§ Given text
┄┄┄┄┄┄

Despite being Singaporean, I actually do not really like most local food, especially Chinese food – I do not like noodles or soup. The dishes which I appreciate are those of Peranakan/ Eurasian/ Indonesian style – the cuisines with complex flavours from their custom made rempah, sambal and gravy. I don’t have a particular favourite dish but I like the cuisine as a whole for how complex it is. But precisely because it’s not simple and I can never replicate such dishes at home, I am very interested to try new restaurants in the local dining scene! I like it even more if it’s modernised versions of classic dishes. Sorry, but I am not a traditional cooking sort of person. I am all for creativity when it comes to food, except when it comes to steak.
Long story aside, this restaurant which I’m trying for the first time serves modern Peranakan style cuisine.
CreatureS has been around for a while but recently had more exposure because they came up with a dish of Crispy Chicken Rendang after the Masterchef saga. I would have never bothered trying chicken rendang because I believe rendang is better with beef or lamb, but since CreatureS is not a traditional cooking restaurant, I wanted to see what magic they added into this dish.

┄┄┄┄┄┄

§ Dataset extract
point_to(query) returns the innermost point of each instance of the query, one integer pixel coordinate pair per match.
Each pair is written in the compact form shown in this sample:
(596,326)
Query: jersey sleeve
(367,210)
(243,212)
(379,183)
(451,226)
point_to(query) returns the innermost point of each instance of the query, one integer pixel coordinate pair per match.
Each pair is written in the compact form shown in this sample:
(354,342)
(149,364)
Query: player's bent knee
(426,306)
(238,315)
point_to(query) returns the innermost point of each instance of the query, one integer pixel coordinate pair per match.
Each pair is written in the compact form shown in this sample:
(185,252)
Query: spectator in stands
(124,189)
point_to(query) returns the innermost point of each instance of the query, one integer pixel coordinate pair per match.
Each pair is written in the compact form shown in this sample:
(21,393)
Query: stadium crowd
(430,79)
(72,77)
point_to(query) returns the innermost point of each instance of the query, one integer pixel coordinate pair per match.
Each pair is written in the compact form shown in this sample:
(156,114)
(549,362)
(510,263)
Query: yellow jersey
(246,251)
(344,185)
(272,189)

┄┄┄┄┄┄

§ Given exercise 1
From the restaurant review, copy the passage from "Long story aside, this" to "into this dish." word for word.
§ Given exercise 2
Write the next part of the restaurant review about CreatureS, picking up after its final sentence.

§ Output 1
Long story aside, this restaurant which I’m trying for the first time serves modern Peranakan style cuisine.
CreatureS has been around for a while but recently had more exposure because they came up with a dish of Crispy Chicken Rendang after the Masterchef saga. I would have never bothered trying chicken rendang because I believe rendang is better with beef or lamb, but since CreatureS is not a traditional cooking restaurant, I wanted to see what magic they added into this dish.

§ Output 2
Otherwise, I probably would have put off trying this restaurant till later because the location at Desker Road is personally not the most convenient for me – it is close to Mustafa, and Swee Choon Dim Sum – somewhere between “the world famous Serangoon Road*” and Jalan Besar and I generally don’t hang out around this area. However, I think this location is GREAT for tourists. Tourists and expats loves Mustafa because it’s the most unique supermarket in Singapore. You can find anything here at cheaper than usual prices. The surroundings is also not like anywhere else in Singapore and it is something less curated to see compared to the rest of the country which is too man made.
*I actually once heard a Caucasian foreigner exclaim that he’s at the “world famous Serganoon Road” the moment he stepped out of Little India Station. Little India could actually be more iconic of Singapore than the Merlion.
Despite being in a pretty old shop house, the interior was nicely done up (not the shabby hipster kind of style like but modern and clean looking) and the scent of lemongrass greeted us when we stepped into the restaurant. They even had a little cozy outdoor roof top area.
They seated most guests on the upper level of their restaurant by default and I greatly appreciated this because I had a bad experience at this certain lobster restaurant in Katong which seated diners on the first level, greatly compromising the privacy of customers since their staircase was at the rear end (so everyone needed to walk past if you’re seated downstairs) and the temperature difference whenever the main door opened was disturbing. Basically that restaurant should not even rent such a unit for a restaurant which is meant to be expensive. That’s another story for another day, but that experience was terrible. That aside, at least CreatureS’ staircase is near the front of the restaurants so I assume when they are full and diners do get seated downstairs, it won’t be as unpleasant as that lobster restaurant in Katong. Our dinner on the second storey was very comfortable and had adequate privacy. I was very satisfied.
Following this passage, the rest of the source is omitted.